Your task
The listing below should be copied in full, word for word.

Named object pointing entries
· · ·
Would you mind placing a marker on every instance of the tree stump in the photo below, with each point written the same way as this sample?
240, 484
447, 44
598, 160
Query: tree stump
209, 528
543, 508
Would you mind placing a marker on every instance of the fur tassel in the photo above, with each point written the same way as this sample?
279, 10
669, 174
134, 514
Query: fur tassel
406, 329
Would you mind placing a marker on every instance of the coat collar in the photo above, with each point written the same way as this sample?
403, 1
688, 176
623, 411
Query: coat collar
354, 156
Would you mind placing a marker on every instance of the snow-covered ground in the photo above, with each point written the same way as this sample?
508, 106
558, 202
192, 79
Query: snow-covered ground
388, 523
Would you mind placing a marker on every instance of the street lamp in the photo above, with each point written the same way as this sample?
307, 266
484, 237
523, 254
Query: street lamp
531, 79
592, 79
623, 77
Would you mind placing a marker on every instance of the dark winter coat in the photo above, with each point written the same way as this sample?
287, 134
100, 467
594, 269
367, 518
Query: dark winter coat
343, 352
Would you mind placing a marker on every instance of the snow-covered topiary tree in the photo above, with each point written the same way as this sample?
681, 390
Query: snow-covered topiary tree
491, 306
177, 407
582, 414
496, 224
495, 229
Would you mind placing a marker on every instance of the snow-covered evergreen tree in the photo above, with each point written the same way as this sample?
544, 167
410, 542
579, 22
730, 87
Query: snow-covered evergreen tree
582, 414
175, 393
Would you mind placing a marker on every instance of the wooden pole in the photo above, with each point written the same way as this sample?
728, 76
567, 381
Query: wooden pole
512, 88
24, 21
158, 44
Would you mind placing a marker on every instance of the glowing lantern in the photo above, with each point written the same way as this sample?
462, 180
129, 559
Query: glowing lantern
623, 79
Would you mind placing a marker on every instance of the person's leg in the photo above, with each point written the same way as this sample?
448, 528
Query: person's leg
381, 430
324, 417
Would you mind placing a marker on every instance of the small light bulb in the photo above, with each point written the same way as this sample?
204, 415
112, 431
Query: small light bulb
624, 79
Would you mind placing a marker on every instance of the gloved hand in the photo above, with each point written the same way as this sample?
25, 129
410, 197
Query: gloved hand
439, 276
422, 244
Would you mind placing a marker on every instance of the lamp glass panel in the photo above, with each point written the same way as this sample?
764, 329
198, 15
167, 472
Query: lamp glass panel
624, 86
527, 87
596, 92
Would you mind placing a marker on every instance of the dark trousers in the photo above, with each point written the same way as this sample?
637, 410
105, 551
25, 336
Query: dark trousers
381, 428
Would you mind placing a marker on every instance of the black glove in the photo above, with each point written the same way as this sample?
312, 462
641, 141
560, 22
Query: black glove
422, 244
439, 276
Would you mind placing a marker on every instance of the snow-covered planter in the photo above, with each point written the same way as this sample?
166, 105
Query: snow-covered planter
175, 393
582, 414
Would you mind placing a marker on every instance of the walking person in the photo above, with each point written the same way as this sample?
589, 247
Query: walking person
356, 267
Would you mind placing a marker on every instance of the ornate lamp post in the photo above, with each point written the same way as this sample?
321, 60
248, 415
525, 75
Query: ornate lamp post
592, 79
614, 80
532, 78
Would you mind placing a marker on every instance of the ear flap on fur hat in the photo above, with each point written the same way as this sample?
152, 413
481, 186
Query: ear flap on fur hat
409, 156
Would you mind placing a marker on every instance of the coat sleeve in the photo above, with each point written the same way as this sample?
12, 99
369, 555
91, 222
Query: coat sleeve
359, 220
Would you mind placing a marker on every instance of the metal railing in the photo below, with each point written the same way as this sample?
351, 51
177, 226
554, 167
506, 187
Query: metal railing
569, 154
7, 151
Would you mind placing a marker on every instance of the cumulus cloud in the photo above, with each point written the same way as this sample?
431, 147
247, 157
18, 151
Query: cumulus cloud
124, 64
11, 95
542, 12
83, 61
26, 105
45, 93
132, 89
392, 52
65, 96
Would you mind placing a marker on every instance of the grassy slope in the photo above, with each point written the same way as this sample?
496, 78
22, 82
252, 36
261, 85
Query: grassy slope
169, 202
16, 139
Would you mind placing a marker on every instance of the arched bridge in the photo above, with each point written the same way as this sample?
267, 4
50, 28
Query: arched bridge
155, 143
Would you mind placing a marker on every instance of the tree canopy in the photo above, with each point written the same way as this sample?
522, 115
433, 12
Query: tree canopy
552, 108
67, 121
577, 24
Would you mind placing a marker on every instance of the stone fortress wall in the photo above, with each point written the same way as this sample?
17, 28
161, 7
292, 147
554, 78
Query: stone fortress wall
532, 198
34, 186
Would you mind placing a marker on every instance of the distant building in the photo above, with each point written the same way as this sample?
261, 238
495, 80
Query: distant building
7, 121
· · ·
Exercise solution
Would you mind placing a marker on every instance of the tree stump in the photo below, with each point written the same way as this sample?
240, 484
447, 44
598, 160
Query: tree stump
209, 528
543, 508
Would you mind placing a marker on every instance of the fur tassel in the photo above, with each point written the same way as this sample?
279, 10
669, 174
134, 514
Query: fur tassel
406, 329
Would you mind placing a marker on every instance of the coat collar in the photo above, with each point written the same way as this sample?
403, 1
688, 176
623, 411
Query: coat collar
354, 156
Would you mind placing a marker on every instance of the snow-covered ground in the photo above, with each point written the same way as this sample?
508, 106
558, 202
192, 79
Query: snow-covered ground
388, 523
Would you mind placing a marker on every instance of the street lamp in the photo above, with each point written the same way as this sample?
307, 266
484, 237
523, 254
Query: street lamp
531, 79
592, 79
623, 77
Would you mind placing a marker on every instance of the dark winter coat in the photo above, with each point written the same way as this sample?
287, 134
100, 467
594, 269
367, 518
Query: dark winter coat
343, 352
Would you mind placing a marker on every instance of the snow-covered topiary tree in the photo above, with each point written the same way as this sample?
681, 390
Query: snow-covered topiary tree
491, 306
177, 407
582, 414
496, 224
495, 229
Would you mind placing a marker on every instance of the snow-covered evergreen tree in the photo above, with each point written the same way as this sample?
544, 167
410, 542
579, 22
730, 87
Query: snow-covered evergreen tree
582, 414
175, 393
Would you mind placing a marker on every instance of the wooden pole in the photo above, with each point written the same way as this sample?
728, 76
567, 381
Query: wooden pole
512, 88
24, 21
158, 44
Would you mind placing a marker on every instance of the glowing lantern in the photo above, with each point written the same way as this sample?
462, 180
129, 559
Query: glowing lantern
623, 79
Would you mind placing a marker on every instance of the person's leg in the photo above, with each point written the same way as this sample?
448, 528
Query: person's leg
381, 430
324, 417
Would you mind placing a marker on every instance of the small light bulb in the photo above, with each point written the same way as this sample?
204, 415
112, 431
Query: small light bulb
624, 79
Would you mind placing a marker on every instance of the gloved hand in the photo above, with each point written the same way as this sample?
25, 129
410, 197
Query: gloved hand
439, 276
422, 244
Would you mind placing a marker on every instance of the lamp glass panel in the photo above, with each point written the same way as this sample?
764, 329
198, 15
167, 472
Query: lamp glass panel
624, 86
527, 87
596, 92
Would you mind placing a marker on every instance of the dark trousers in the photo above, with each point written the same way as this sample?
637, 410
105, 551
25, 336
Query: dark trousers
381, 428
Would you mind placing a marker on every instance of the black glove in the photo above, with each point written the same way as this sample?
312, 462
641, 141
560, 22
Query: black glove
422, 244
439, 276
Would you mind placing a marker on every instance of the snow-covered planter in the photo above, with each point written the same way as this sample?
166, 105
Query: snow-covered planter
175, 393
582, 414
Would you mind placing a marker on every instance of the walking person in the photo above, with each point written the same way as this sample?
589, 247
Query: walking person
356, 267
Would you mind placing a marker on every instance of the ornate lamp post in the photo above, with each point written the same way as this sample?
321, 60
248, 415
525, 75
Query: ornate lamp post
592, 79
614, 80
532, 78
Would you mind placing a marker on every instance of the ear flap on fur hat in the photo above, with each point written the same way as this sample?
152, 413
481, 186
Query: ear flap on fur hat
409, 156
Would you mind placing a marker on every instance of the coat sleeve in the photo above, with each point written the same way as this sample?
12, 99
369, 555
91, 222
Query: coat sleeve
359, 220
Would you mind placing a marker on every instance of the metal railing in the photo below, with each point written the same way as this sample?
351, 51
177, 226
554, 167
506, 187
Query: metal railing
569, 154
7, 151
Would you mind placing a marker on every instance of the cumulus cloud in the photo above, with each point written the same way as this sample?
431, 147
247, 157
18, 151
Query: cumulus cloud
124, 64
11, 95
542, 12
83, 61
26, 105
45, 93
132, 89
392, 52
65, 96
Would you mind placing a marker on every instance of the grassy slope in the photo above, with each point written the same way as this sample?
496, 78
22, 82
252, 36
261, 85
Query: grassy slope
169, 202
16, 139
Would you mind placing a marker on every instance of the arched bridge in the photo above, with each point written the same way as this sample?
267, 4
50, 28
Query: arched bridge
155, 143
Would you mind placing a marker on every instance of the tree canopy in the photo above, with each point written the same way as this sample?
522, 115
433, 12
Query: tree canopy
552, 108
67, 121
577, 24
Would you mind placing a marker on every instance of the stone fortress wall in the photo above, with each point written the same way as this sample?
17, 28
161, 7
292, 147
554, 78
Query: stone fortress wall
532, 198
34, 186
Would you mind placing a marker on every instance of the distant building in the photo above, with each point written the same way as this sample?
261, 238
495, 80
Query: distant building
7, 121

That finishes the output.